[What to work on]: Copy out each line of all the items below, word for word, but leave out the pictures.

begin Raw data

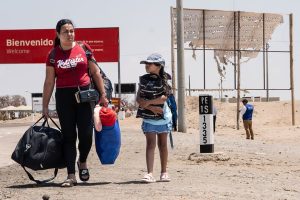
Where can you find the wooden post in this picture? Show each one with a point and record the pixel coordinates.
(292, 69)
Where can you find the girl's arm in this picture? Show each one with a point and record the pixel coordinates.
(97, 121)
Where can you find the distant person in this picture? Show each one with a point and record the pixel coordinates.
(215, 111)
(246, 113)
(68, 71)
(157, 117)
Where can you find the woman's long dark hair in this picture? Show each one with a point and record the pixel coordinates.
(59, 24)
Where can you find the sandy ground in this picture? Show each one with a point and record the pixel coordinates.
(265, 168)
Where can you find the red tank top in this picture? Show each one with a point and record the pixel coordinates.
(71, 67)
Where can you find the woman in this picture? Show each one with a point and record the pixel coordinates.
(69, 71)
(157, 123)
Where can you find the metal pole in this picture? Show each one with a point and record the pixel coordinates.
(119, 68)
(292, 68)
(234, 46)
(239, 74)
(180, 68)
(172, 54)
(203, 25)
(264, 52)
(267, 70)
(189, 85)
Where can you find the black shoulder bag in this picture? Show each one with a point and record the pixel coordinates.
(40, 148)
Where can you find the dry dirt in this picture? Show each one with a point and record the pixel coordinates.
(265, 168)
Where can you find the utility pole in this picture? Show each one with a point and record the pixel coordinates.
(180, 68)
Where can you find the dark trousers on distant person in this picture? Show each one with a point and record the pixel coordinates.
(74, 117)
(248, 128)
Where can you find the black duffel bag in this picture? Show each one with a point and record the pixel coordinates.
(40, 148)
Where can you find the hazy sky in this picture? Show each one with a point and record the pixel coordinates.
(144, 29)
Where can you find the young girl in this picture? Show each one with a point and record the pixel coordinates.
(157, 117)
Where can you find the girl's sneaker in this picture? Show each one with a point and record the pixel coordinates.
(148, 178)
(164, 177)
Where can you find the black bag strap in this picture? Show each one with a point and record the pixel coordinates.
(39, 181)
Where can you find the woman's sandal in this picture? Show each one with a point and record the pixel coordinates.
(84, 174)
(148, 178)
(69, 182)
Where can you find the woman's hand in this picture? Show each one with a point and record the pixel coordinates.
(46, 112)
(103, 100)
(143, 103)
(155, 109)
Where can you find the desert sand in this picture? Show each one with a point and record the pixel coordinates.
(265, 168)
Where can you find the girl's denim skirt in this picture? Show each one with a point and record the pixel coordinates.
(157, 129)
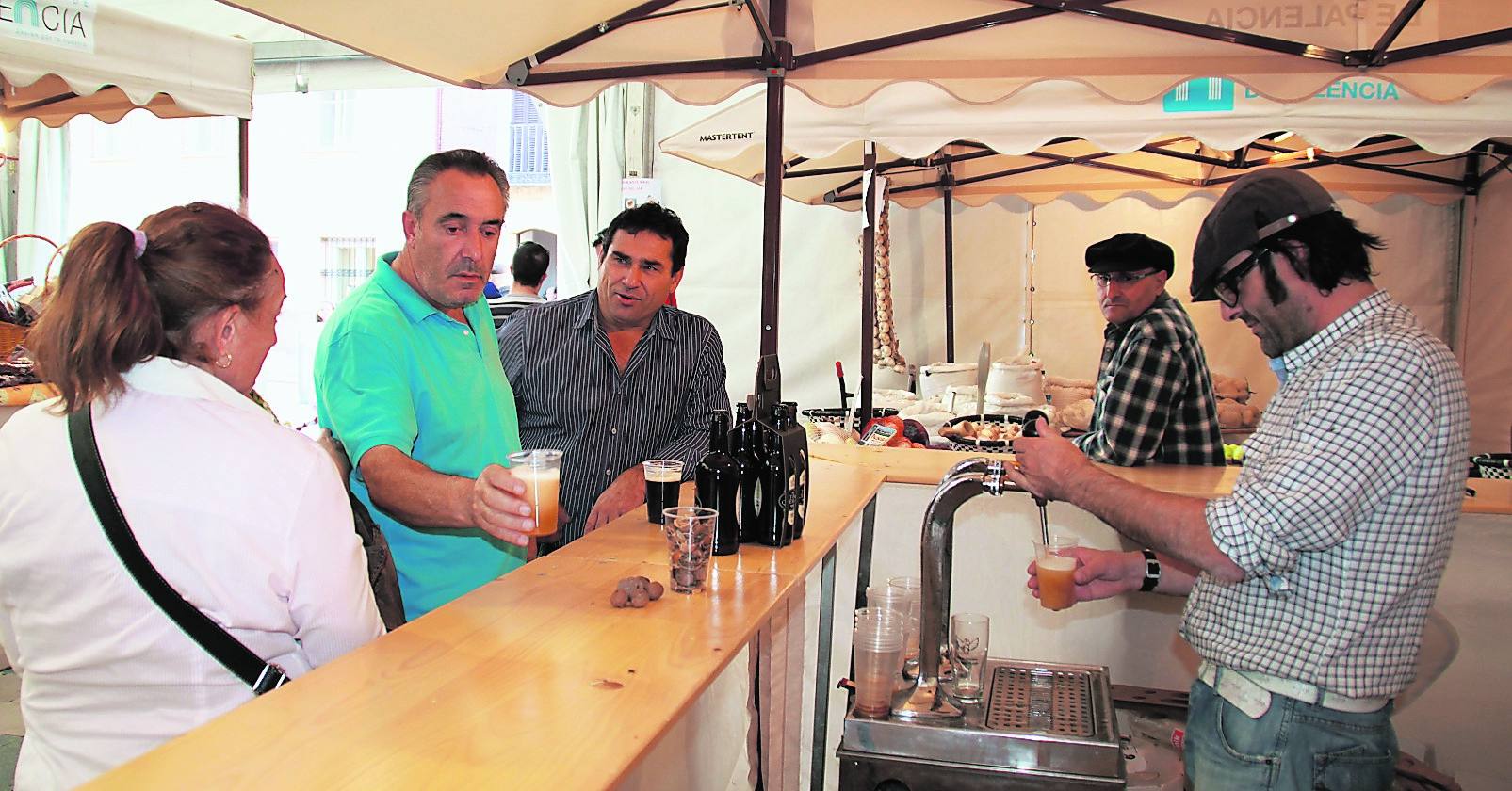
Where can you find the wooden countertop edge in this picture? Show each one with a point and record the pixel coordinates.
(917, 466)
(184, 758)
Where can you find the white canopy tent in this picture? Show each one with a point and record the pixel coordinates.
(65, 59)
(1362, 137)
(106, 62)
(977, 50)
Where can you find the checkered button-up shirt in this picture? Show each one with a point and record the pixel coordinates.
(1154, 399)
(1344, 511)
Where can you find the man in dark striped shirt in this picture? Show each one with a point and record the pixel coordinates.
(616, 377)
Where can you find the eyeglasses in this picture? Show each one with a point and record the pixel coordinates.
(1122, 279)
(1227, 284)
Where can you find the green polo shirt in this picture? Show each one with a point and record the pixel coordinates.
(394, 369)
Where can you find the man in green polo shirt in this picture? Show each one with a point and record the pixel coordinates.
(407, 379)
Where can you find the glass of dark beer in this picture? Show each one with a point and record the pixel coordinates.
(662, 481)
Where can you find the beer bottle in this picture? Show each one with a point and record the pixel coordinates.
(717, 481)
(742, 446)
(776, 526)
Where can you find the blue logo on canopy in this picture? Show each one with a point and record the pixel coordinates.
(1204, 94)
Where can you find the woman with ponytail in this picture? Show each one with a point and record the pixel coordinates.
(160, 333)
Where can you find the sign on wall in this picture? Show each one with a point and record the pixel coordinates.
(57, 23)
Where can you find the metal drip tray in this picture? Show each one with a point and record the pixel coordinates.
(1044, 699)
(1045, 725)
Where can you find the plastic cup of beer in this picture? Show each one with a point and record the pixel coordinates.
(542, 474)
(1056, 569)
(662, 481)
(877, 645)
(690, 543)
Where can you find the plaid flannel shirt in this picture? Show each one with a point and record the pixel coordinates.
(1344, 510)
(1154, 399)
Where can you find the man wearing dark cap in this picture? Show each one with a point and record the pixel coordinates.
(1309, 584)
(1154, 399)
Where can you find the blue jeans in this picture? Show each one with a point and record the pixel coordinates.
(1293, 746)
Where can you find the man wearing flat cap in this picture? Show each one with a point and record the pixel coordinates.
(1309, 584)
(1154, 399)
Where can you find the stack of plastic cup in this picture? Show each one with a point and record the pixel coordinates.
(914, 589)
(877, 646)
(900, 603)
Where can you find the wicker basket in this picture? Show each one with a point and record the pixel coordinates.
(1494, 464)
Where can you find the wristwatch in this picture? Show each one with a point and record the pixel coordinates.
(1151, 572)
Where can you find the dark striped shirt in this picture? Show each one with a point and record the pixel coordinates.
(572, 396)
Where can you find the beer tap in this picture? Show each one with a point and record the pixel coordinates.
(1032, 429)
(926, 701)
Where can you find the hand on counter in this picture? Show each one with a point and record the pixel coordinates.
(1049, 463)
(1099, 573)
(624, 495)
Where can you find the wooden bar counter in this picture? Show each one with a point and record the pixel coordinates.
(914, 466)
(531, 681)
(534, 681)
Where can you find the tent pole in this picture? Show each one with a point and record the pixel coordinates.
(772, 204)
(242, 159)
(947, 182)
(869, 282)
(11, 161)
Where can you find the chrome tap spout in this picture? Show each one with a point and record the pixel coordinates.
(972, 476)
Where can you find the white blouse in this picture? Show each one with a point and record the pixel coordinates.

end Raw data

[Task output]:
Where can you find the wooden post in this picture? Show each one with a point and record the pixel coordinates.
(292, 69)
Where can you find the girl's arm in this picture? Show each one with a point and record the pixel coordinates.
(97, 121)
Where can you find the distant person in this picture? Show each one with a point and record the pixel coordinates.
(215, 111)
(246, 113)
(68, 71)
(157, 117)
Where can you find the woman's long dark hair in this picture? Show each one with a point and record the pixel coordinates.
(59, 24)
Where can you find the sandy ground in this picture? Show each one with a point and record the pixel coordinates.
(265, 168)
Where can you find the red tank top in this picture? Show each one with a point and record the pixel coordinates.
(71, 67)
Where can you find the woman in this picture? Show each one with a point and record the pixel coordinates.
(69, 71)
(157, 123)
Where can you find the metal pole in this picture? Show each one with a point and record the pixel coordinates.
(119, 68)
(292, 68)
(234, 46)
(239, 74)
(180, 68)
(172, 54)
(203, 25)
(264, 52)
(267, 70)
(189, 85)
Where can you find the black shoulder bag in this picture? Show each one with a point and record the pixel coordinates.
(40, 148)
Where can you find the dry dirt in this picture? Show each one with a point and record the pixel coordinates.
(265, 168)
Where can you find the utility pole in this picture? Show each one with a point and record the pixel coordinates.
(180, 68)
Where can you find the dark trousers on distant person in this picture? Show each one with a point and record the pixel coordinates.
(74, 117)
(248, 128)
Where can you find the black duffel bag in this picture? Show each one with a point and record the pixel coordinates.
(40, 148)
Where can you find the hazy sky in this picture? Show each one with a point and record the pixel coordinates.
(144, 29)
Where can you find the young girl in this picture? Show each one with a point and record the pixel coordinates.
(157, 117)
Where can you find the girl's sneaker in this picture? Show each one with a point and record the pixel coordinates.
(148, 178)
(164, 177)
Where can you find the black bag strap in this picture? Show each one with a point and record the pixel coordinates.
(39, 181)
Where can you find the woman's sandal in this picture? Show each one with a point and record the pixel coordinates.
(84, 174)
(148, 178)
(69, 182)
Where can you find the woman's hand in this picture? Show each one with a point and record the pixel coordinates.
(46, 112)
(103, 100)
(143, 103)
(155, 109)
Where can you find the desert sand in this picture? Show each one with a point and record the pixel coordinates.
(265, 168)
Where can you find the girl's denim skirt in this picture? Show each one with a point and record the pixel coordinates.
(157, 129)
Where can you find the wooden countertop edge in this picture? Show each one with a point and record the pixel coordinates.
(917, 466)
(184, 758)
Where can you find the white canopy tent in this picture? Show each one with a point and record the pixel coordinates.
(65, 59)
(1362, 137)
(106, 62)
(977, 50)
Where can you find the checkered button-up shirt in this picture? Show each one with a point and record the pixel coordinates.
(1154, 399)
(1344, 511)
Where can you find the man in dark striped shirt in this picture? Show each one with a point and record the pixel coordinates.
(616, 377)
Where can you find the eyeglasses in this picture? Show each one with a point and record the pixel coordinates.
(1122, 279)
(1227, 284)
Where can you find the green polo shirt in this picture? Show each one with a point and record the pixel coordinates.
(394, 369)
Where can you find the man in green polo shirt in this picture? Show each one with a point and record the pixel coordinates.
(407, 379)
Where can you find the glass of dark beer in this picture? Show each one with a point and record the pixel coordinates.
(662, 481)
Where can you find the beer bottle in this picture? Show each one with a point and record the pixel coordinates.
(717, 481)
(742, 446)
(776, 526)
Where can you find the blue logo on canopy in this picture? Show each one with a point and record the pixel coordinates.
(1204, 94)
Where can you find the woman with ponytail in this picture? Show each one with a point and record the pixel coordinates.
(160, 333)
Where can you find the sign on wall in this picture? Show each one with a point and record the pixel coordinates.
(57, 23)
Where can you find the metal drip tray in this picture? Show each one with a point and record the pixel coordinates.
(1044, 699)
(1045, 725)
Where can you find the plastic cup of beer in this picture? Show each one with a point and record the pixel coordinates.
(542, 474)
(1056, 569)
(662, 481)
(877, 645)
(690, 543)
Where can you find the plaid flannel shirt in this picture? Show each one with a point and record the pixel coordinates.
(1344, 510)
(1154, 399)
Where can you find the man wearing dark cap in this picture? Show each one with a point and record the pixel coordinates.
(1309, 584)
(1154, 399)
Where can you find the blue jeans in this picture? Show each one with a point and record the pixel coordinates.
(1293, 746)
Where can you find the man wearing flat cap in this picture? Show each one with a point and record the pixel coordinates.
(1309, 584)
(1154, 399)
Where can you find the stack of plastic cup in this picture? Show each one with a point and record the pixel coordinates.
(914, 589)
(877, 646)
(900, 603)
Where can you find the wicker basket in this picture? Show each one with a point and record the pixel coordinates.
(1494, 464)
Where can you find the wristwatch in this picture? Show each one with a point and record the pixel coordinates.
(1151, 572)
Where can you find the dark striped shirt in this picture? Show each one with a point and record the pixel coordinates.
(572, 396)
Where can you find the beer tap in this picture? Show each one with a point and record the pixel coordinates.
(1032, 429)
(926, 701)
Where can you find the hand on counter in this picture? Show each one with a point and record the pixel coordinates.
(1049, 463)
(1099, 573)
(624, 495)
Where can you find the wooden bar counter in this picture? Show each one with a point and record the pixel coordinates.
(914, 466)
(531, 681)
(534, 681)
Where can you find the tent pole in this picture? Show each one with a point and record the pixel coordinates.
(772, 204)
(242, 159)
(947, 182)
(869, 282)
(11, 161)
Where can you find the chrome tap spout in this picture? Show each one with a point and record the pixel coordinates.
(972, 476)
Where can you find the white blouse in this picture? Show each one with a point and record the pixel coordinates.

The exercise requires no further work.